Reproduce the lines below word for word, starting at the first line and ending at the line that contains "pixel 112 953", with both of those lines included.

»»

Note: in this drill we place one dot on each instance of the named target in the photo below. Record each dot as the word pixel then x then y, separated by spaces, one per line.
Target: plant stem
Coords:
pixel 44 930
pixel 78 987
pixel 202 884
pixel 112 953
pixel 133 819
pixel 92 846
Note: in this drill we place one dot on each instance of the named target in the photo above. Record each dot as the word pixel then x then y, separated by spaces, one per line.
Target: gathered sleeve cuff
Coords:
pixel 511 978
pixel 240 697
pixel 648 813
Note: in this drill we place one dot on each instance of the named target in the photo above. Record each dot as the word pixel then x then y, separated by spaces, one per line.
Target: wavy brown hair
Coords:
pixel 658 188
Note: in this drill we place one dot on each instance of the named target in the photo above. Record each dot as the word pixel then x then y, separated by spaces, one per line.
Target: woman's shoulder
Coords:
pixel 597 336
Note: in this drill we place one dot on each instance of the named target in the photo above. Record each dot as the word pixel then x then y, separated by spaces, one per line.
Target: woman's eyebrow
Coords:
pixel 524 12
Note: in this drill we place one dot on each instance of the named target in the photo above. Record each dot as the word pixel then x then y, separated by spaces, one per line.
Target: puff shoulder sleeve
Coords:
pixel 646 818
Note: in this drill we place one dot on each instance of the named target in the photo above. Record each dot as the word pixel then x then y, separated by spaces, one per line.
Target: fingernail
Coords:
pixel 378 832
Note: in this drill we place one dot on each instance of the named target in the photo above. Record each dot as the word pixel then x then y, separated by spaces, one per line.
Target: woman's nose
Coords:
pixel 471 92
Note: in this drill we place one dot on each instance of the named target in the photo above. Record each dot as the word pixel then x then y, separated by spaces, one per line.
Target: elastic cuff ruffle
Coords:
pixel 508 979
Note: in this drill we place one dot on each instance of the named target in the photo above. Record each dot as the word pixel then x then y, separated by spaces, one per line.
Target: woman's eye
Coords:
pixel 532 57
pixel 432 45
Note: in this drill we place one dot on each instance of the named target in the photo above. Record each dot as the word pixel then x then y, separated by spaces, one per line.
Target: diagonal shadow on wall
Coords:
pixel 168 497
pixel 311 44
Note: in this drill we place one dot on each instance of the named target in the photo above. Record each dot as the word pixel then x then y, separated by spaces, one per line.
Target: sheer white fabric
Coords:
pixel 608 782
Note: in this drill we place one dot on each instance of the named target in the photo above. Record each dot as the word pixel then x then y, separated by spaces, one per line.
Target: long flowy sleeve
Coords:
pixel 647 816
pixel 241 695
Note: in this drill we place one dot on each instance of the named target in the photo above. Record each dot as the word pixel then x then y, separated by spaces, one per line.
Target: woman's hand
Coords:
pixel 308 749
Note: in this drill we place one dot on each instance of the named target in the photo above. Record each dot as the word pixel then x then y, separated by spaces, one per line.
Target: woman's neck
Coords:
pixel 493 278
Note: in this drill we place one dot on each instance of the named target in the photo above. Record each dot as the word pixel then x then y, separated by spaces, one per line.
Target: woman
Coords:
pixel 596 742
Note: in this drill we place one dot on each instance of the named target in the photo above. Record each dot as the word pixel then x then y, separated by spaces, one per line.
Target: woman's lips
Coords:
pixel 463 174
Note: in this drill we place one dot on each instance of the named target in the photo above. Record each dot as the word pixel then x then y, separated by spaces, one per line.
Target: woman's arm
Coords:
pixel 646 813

««

§ FINAL ANSWER
Note: in this drill we place one dot on each instance of the named target in the photo below. Record each dot as the word pixel then x then y, separated by spaces, one per line.
Target: plant stem
Coords:
pixel 44 930
pixel 78 987
pixel 202 884
pixel 112 953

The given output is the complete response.